By Jay Garner
Economic and Site Location Predictions in the Age of the COVID-19 Virus
Before and during the 2008-2009 Great Recession, the inability to find skilled talent was not as pronounced as it has been over the last five years. Yes, labor was and is important then as it is now, but survey after survey showed transportation access and overall operating costs in the top three variables of importance by (manufacturing) companies, with labor either rated second or third.
The end of the Great Recession saw unparalleled economic growth, especially in the last four years, and finding skilled talent became the most important variable for companies to operate effectively.
What’s Next?
- After this COVID-19 “Great Pause” (a term coined by my friends at DCI) concludes with the reset button pushed, Garner Economics believes that in the short term, unemployment will be in the double digits (20%-30%), that some, perhaps many small businesses that are capital deficient will not survive and close (especially those in the hospitality sector and food and beverage establishments). Retailers will most likely be taking the biggest hit, including stores selling non- essentials, movie theaters, gyms, and entertainment venues. Thus, in the short term, finding skilled and semi-skilled talent may not be as challenging as it has been. This talent surplus will be a short-lived phenomenon. Once the pandemic is over, the continued implementation of augmented reality (AR), artificial intelligence (AI), and digitization will spark high demand for skilled and technical talent. Shortages will once again persist in many occupations, but it may be a few years for us to see those shortages.
- We believe the labor force participation rate (employed or actively seeking employment) could increase from a current U.S. average of 63% to a high of 70% based on significant financial losses to nearing retired or formerly retired workers and their savings plans. Thus, creating a larger pool in the workforce until the economy once again stabilizes.
- The supply chain will be significantly reshaped, especially in medical equipment and supplies, pharma and consumer products. The pandemic will accelerate the regionalization of supply chains. The current bipartisan Made in America efforts to protect the supply chain will receive significant Congressional support (it has already started) and success. Companies are risk averse. Both companies and the U.S. government see the challenges with the global supply chain. The opportunity for Economic Development Professionals and the reshoring of supplier related companies to North America may be immense. But keep in mind, make sure you have product. No product – No project.
- China will be the biggest loser of this supply chain restructure. The U.S., Mexico and Canada (USMCA countries), and countries with friendly bilateral trade agreements with the U.S. will benefit. Mexico may benefit the most because of the availability of labor and overall low operating costs.
- There will be significant pent up consumer and industrial output demand once the virus disruptions subside. GDP should see positive growth in the first half of 2021.
- From the "Great Pause" will come the "Great Pivot." For many of us, how we did business just two months ago will not be how we do business months or years from now. How we socialize, vacation, work, recreate, will all change. Over the last several years, the experiential economy grew exponentially. People, driven mostly by the millennial generation, spent more money on experiences rather than “things.” In the long term, all of this is a huge question of what’s next. Will a vast number of people be apprehensive to travel? The cruise industry may never be the same. Will airlines ever be at full capacity again? Government leaders had to chide GEN Z on their spring break activities and social distancing during the early days of the outbreak in the U.S., which then forced venues to close.
- As a continuation of the Great Pivot, there has been voluminous research over the years, both positive and negative, on the value and effectiveness of company employees working remotely. As the COVID-19 outbreak forced millions of workers to work remotely, companies will evaluate the productivity of their employees during this phase. If productivity stays comparable to working in an office environment or even improves, this could have serious negative consequences to developers/brokers as the demand for certain types of office space will diminish. The remote workforce might see an uptick, but the predilection of millennials and GEN Z to socialize may mandate that companies have attractive physical space for the preponderance of employees. Or, those two generations may socially adjust to a new normal. Time will tell.
Predictions are educated guesses and these are no different. I want to thank Dennis Donovan of Wadley Donovan Gutshaw Consulting, LLC (a fellow Site Selectors Guild member) for his contribution to this article.
Stay safe and healthy out there folks. With adversity comes opportunity!
About the author: Jay Garner is the president and founder of Garner Economics, LLC, an economic development and site location consulting firm headquartered in Atlanta. He is a leader and innovator in the economic development profession, having served for 40 years as both an award-winning economic development, Chamber of Commerce CEO, and site location professional. He is a founding member and current chairman of the board for the Site Selectors Guild, a prestigious group of the top site location consultants globally.

[Saved entries]
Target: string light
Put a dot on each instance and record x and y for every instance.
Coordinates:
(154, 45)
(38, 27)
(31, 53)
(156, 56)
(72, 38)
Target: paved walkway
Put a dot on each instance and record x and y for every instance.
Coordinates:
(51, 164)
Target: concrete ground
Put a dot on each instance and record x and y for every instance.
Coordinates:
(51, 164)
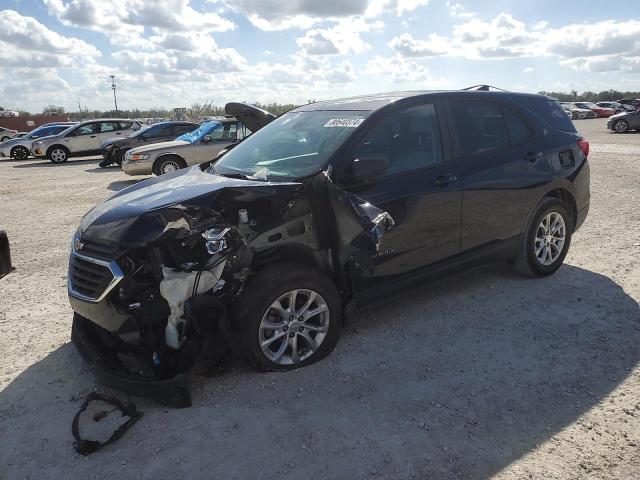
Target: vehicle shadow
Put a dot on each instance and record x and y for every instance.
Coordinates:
(44, 163)
(454, 379)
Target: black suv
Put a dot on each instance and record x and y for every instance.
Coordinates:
(331, 205)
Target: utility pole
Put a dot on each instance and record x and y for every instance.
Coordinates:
(113, 86)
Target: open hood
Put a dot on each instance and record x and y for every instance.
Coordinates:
(253, 117)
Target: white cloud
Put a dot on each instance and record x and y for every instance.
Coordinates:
(602, 46)
(128, 20)
(343, 38)
(270, 15)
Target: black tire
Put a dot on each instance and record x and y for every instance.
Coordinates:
(267, 286)
(162, 164)
(527, 262)
(621, 126)
(20, 153)
(58, 154)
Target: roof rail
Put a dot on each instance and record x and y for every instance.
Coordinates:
(484, 88)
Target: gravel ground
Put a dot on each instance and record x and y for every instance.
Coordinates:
(481, 375)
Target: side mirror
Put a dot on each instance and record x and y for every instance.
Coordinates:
(369, 167)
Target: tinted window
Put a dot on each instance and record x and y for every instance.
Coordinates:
(106, 127)
(183, 128)
(159, 131)
(408, 139)
(550, 110)
(481, 126)
(83, 130)
(518, 131)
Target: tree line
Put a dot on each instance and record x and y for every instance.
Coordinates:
(588, 96)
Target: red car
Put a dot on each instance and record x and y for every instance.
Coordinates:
(602, 112)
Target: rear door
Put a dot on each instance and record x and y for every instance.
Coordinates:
(421, 190)
(84, 138)
(505, 165)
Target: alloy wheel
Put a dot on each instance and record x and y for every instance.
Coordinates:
(169, 166)
(20, 153)
(294, 327)
(550, 238)
(620, 126)
(58, 156)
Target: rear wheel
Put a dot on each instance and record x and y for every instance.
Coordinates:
(19, 153)
(289, 316)
(545, 244)
(58, 155)
(621, 126)
(168, 164)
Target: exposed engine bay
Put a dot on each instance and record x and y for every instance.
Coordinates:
(174, 266)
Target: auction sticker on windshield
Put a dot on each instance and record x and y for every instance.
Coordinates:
(344, 122)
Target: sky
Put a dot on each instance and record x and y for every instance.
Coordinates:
(173, 53)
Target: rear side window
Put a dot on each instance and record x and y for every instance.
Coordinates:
(481, 126)
(518, 131)
(549, 110)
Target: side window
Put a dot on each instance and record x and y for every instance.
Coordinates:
(106, 127)
(481, 126)
(87, 129)
(230, 132)
(181, 129)
(159, 131)
(518, 131)
(408, 139)
(217, 133)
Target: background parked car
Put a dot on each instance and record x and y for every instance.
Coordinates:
(199, 146)
(601, 112)
(6, 134)
(623, 122)
(83, 139)
(19, 148)
(113, 149)
(578, 113)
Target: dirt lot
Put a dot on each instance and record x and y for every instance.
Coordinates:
(482, 375)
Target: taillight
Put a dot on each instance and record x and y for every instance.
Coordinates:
(584, 146)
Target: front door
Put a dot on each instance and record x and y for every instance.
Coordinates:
(421, 191)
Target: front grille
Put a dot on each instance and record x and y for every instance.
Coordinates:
(89, 279)
(98, 250)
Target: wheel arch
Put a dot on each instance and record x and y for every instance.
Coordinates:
(165, 155)
(57, 145)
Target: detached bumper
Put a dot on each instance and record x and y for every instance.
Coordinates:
(96, 348)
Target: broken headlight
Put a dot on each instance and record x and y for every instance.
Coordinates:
(216, 241)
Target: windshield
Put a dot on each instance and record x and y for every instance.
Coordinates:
(141, 130)
(201, 131)
(293, 146)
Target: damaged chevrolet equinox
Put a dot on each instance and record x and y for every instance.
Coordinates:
(330, 206)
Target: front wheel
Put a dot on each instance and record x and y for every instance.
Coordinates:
(546, 241)
(289, 316)
(58, 155)
(168, 165)
(621, 126)
(20, 153)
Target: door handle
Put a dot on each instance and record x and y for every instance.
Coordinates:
(533, 156)
(444, 180)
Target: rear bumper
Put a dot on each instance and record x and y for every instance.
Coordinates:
(96, 346)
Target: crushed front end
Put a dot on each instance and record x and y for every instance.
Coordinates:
(154, 270)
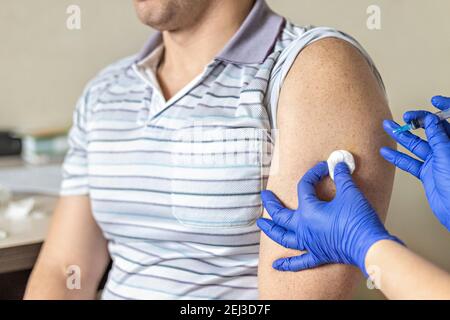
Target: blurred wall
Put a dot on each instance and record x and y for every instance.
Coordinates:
(44, 67)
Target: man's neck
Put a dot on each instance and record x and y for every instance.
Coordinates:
(188, 51)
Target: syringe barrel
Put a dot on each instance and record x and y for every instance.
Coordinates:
(420, 123)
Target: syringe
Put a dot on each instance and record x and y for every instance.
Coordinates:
(420, 123)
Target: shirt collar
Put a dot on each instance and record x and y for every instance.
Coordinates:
(251, 44)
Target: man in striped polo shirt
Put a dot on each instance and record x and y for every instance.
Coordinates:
(170, 149)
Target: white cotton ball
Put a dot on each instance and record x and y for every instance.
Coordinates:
(340, 156)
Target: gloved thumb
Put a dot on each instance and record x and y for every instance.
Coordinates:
(435, 131)
(342, 177)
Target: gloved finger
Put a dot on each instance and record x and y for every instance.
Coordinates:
(343, 178)
(440, 102)
(279, 213)
(279, 234)
(306, 188)
(409, 116)
(435, 131)
(302, 262)
(408, 140)
(402, 161)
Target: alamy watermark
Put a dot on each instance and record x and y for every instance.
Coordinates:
(73, 21)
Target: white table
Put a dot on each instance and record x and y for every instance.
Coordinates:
(19, 250)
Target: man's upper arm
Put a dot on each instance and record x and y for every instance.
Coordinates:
(330, 100)
(74, 239)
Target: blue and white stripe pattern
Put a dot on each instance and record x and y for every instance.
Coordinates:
(175, 185)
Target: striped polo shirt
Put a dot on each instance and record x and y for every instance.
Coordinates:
(174, 185)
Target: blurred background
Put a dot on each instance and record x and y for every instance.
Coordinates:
(44, 67)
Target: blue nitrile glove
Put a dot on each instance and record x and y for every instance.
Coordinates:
(339, 231)
(434, 170)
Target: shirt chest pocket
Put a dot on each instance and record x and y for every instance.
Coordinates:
(217, 176)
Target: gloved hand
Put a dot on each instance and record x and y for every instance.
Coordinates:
(434, 170)
(339, 231)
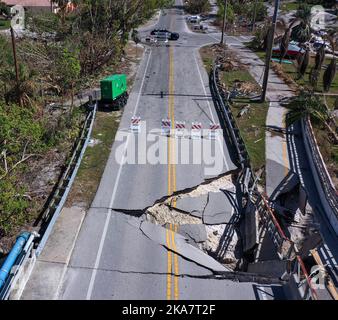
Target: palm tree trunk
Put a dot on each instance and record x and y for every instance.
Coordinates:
(334, 134)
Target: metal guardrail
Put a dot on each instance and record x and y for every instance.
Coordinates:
(285, 247)
(327, 186)
(228, 119)
(65, 183)
(54, 207)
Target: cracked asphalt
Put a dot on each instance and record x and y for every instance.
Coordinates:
(121, 256)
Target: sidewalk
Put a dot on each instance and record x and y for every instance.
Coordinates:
(277, 157)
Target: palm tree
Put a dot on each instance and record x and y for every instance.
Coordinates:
(330, 71)
(314, 77)
(306, 104)
(303, 62)
(302, 32)
(320, 57)
(284, 45)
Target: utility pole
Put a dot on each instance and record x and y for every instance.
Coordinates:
(224, 21)
(269, 51)
(15, 63)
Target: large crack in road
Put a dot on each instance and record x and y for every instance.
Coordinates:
(206, 216)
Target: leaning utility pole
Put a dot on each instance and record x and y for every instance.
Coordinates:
(269, 51)
(15, 63)
(254, 16)
(224, 21)
(14, 56)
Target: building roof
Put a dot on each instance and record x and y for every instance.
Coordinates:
(28, 3)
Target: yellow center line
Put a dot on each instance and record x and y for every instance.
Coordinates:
(171, 189)
(176, 290)
(169, 266)
(285, 158)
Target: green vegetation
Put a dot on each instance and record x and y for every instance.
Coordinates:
(289, 6)
(241, 13)
(252, 123)
(306, 104)
(4, 24)
(71, 52)
(25, 136)
(95, 159)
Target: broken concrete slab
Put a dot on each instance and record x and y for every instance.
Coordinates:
(196, 232)
(192, 204)
(220, 208)
(182, 247)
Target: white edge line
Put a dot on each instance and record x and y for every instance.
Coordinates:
(212, 116)
(105, 229)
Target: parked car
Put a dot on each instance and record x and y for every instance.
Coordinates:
(174, 36)
(194, 19)
(165, 33)
(293, 51)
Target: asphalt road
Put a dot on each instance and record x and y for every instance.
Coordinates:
(121, 256)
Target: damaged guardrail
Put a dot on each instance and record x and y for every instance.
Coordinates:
(326, 189)
(23, 262)
(226, 115)
(286, 248)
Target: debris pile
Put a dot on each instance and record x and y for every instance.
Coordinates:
(205, 216)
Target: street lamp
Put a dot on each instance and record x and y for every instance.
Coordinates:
(269, 51)
(224, 21)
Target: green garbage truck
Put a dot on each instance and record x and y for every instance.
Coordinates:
(114, 93)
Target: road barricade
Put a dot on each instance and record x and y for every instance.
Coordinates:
(196, 130)
(213, 130)
(135, 126)
(165, 127)
(179, 129)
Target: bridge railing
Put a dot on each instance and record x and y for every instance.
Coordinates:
(325, 187)
(286, 248)
(26, 260)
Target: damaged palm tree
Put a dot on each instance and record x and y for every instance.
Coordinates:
(320, 57)
(284, 45)
(303, 62)
(314, 77)
(330, 71)
(315, 71)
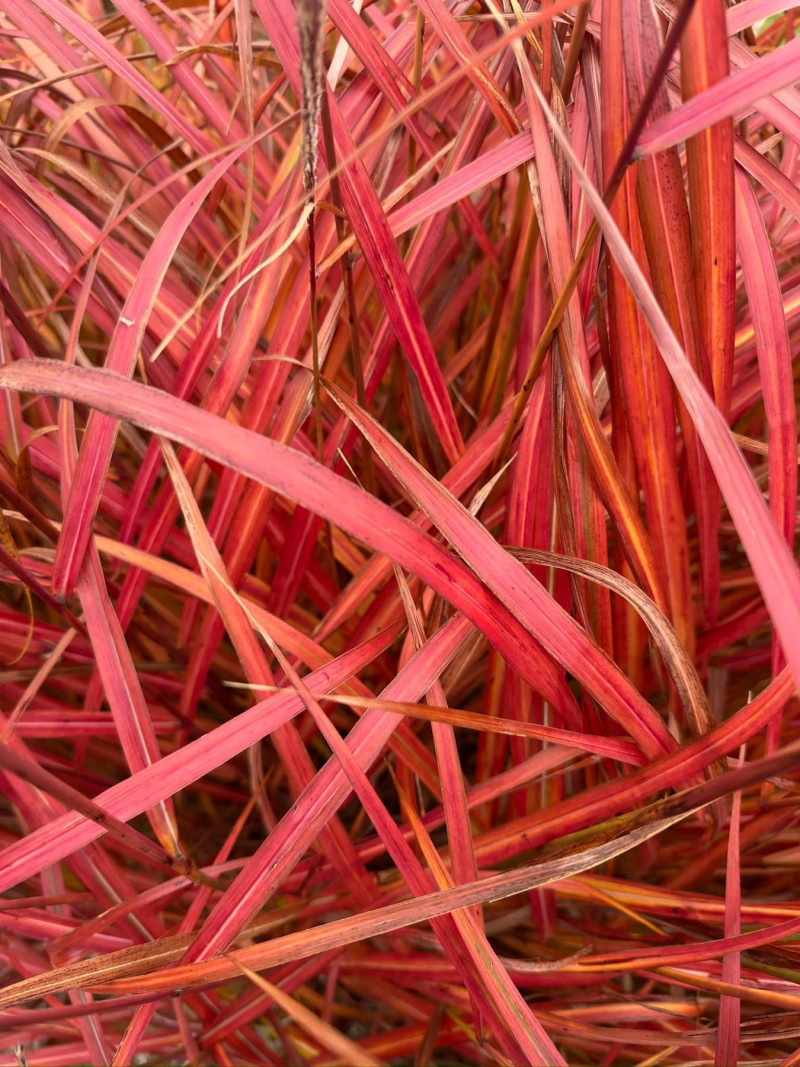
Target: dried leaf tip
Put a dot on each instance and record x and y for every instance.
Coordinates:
(310, 26)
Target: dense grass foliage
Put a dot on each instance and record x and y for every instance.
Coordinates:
(398, 483)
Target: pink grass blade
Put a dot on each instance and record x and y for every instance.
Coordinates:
(370, 226)
(735, 95)
(176, 770)
(730, 1010)
(769, 556)
(371, 522)
(126, 344)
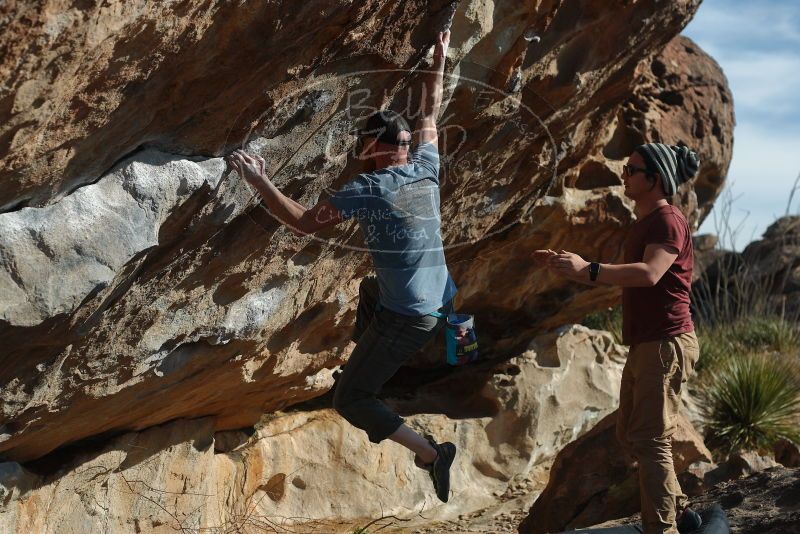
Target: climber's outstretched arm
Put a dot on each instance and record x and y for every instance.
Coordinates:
(432, 93)
(288, 212)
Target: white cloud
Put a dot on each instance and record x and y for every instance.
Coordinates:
(757, 44)
(764, 167)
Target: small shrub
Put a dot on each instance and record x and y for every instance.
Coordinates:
(747, 335)
(750, 403)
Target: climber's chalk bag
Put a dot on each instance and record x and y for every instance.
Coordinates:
(461, 341)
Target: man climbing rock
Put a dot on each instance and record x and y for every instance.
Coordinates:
(397, 206)
(655, 279)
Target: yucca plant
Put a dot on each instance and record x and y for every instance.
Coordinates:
(750, 403)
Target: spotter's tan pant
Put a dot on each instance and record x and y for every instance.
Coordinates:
(649, 403)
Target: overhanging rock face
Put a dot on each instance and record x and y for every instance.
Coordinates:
(140, 283)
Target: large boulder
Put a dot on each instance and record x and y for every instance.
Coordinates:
(312, 467)
(591, 482)
(141, 283)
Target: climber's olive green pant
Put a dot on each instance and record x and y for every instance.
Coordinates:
(649, 403)
(384, 341)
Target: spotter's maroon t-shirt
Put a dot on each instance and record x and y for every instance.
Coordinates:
(661, 311)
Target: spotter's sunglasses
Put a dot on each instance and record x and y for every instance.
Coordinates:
(630, 170)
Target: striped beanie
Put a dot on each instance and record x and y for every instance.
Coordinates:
(675, 163)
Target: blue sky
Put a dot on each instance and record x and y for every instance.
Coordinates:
(757, 44)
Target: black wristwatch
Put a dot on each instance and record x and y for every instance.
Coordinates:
(594, 270)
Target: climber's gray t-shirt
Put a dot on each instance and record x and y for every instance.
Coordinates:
(398, 211)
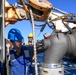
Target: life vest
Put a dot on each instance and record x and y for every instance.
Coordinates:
(19, 63)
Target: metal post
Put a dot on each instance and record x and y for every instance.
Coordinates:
(2, 40)
(35, 53)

* [PROBLEM STATEMENT] In the article on economic and site location predictions during COVID-19, which country may benefit most from the supply chain restructuring, and why?

* [EXERCISE SOLUTION] Mexico, because of the availability of labor and overall low operating costs.